What you should do ->
Whether an entry is long or short, retype it exactly.

Segment Start: Data under study

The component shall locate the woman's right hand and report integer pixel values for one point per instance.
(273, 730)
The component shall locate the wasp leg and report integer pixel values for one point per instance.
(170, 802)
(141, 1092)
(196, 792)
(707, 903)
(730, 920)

Segment End: Data under study

Answer area ->
The component shall locate the woman's right hand and report integer pixel values for one point per instance.
(273, 730)
The component shall locate the wasp leg and report integer pixel values for one point per instance.
(170, 802)
(141, 1092)
(196, 792)
(707, 903)
(730, 920)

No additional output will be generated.